**Exercise goal**
Count the lines in the data below that contain the string "green", with case counting. Reply with the number alone.

** Start Task data **

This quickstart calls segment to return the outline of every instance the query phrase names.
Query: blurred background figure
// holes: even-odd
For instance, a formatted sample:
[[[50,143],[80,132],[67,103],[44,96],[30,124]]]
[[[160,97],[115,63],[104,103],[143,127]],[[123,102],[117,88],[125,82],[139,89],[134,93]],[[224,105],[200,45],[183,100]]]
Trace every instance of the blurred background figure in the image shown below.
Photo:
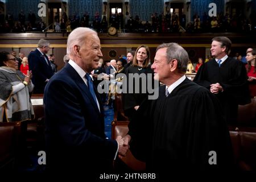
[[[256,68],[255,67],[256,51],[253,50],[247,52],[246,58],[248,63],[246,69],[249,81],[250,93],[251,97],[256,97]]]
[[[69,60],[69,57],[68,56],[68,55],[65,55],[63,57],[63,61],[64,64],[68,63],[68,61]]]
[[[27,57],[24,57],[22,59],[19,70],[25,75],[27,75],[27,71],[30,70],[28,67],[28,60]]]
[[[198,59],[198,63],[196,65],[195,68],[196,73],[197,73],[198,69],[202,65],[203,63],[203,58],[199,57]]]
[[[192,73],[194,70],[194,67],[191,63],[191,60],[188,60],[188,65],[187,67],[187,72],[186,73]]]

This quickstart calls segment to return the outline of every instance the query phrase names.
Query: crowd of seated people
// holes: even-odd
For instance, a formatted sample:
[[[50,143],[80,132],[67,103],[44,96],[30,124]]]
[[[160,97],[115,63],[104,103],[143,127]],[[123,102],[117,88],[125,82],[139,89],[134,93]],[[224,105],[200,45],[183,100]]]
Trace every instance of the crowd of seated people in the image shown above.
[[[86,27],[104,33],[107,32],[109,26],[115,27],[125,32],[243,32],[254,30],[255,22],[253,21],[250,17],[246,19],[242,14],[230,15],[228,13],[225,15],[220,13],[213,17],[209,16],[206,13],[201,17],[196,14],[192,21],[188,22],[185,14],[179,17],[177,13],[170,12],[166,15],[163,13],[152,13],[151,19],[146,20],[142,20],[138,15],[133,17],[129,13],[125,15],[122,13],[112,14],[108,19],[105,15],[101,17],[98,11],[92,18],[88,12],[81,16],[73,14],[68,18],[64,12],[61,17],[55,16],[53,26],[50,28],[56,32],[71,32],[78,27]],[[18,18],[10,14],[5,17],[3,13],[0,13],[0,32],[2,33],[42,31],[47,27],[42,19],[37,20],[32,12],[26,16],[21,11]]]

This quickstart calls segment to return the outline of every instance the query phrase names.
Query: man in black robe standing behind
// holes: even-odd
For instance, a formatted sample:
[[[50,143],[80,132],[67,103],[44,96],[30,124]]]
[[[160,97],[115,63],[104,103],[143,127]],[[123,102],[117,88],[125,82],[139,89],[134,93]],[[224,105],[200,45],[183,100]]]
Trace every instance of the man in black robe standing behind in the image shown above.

** End Task data **
** Start Task data **

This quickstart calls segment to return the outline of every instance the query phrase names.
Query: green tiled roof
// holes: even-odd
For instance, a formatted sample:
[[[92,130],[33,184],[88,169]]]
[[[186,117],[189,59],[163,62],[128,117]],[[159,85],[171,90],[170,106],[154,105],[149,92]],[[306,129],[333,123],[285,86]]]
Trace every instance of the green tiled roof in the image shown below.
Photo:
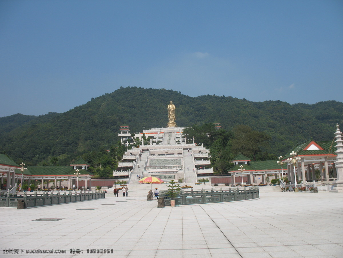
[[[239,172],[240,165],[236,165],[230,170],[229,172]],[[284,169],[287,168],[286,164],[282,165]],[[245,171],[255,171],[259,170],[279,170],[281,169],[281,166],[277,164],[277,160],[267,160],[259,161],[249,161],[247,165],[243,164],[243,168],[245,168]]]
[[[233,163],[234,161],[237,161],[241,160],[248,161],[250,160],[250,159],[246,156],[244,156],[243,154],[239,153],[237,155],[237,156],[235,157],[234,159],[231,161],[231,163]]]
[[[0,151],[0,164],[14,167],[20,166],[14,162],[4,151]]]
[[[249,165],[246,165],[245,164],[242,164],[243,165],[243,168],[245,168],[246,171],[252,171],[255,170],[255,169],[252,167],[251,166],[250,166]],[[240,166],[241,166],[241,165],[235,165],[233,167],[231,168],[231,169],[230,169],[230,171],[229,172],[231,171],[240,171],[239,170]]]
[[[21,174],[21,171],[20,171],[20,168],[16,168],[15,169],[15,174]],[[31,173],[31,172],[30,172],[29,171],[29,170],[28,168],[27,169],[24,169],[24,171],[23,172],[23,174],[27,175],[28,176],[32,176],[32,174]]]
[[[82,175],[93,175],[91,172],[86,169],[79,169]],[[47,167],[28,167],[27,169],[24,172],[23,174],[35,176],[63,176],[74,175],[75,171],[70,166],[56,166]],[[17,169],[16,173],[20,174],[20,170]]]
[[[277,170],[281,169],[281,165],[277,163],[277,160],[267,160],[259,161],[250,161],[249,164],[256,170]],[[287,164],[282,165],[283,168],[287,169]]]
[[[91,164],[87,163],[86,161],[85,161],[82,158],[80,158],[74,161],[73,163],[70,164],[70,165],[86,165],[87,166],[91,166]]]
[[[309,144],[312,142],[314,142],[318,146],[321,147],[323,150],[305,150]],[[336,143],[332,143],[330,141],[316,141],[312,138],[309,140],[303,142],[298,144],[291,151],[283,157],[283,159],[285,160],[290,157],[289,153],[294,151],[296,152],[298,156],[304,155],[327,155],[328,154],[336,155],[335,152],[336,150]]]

** End Task data **

**The result**
2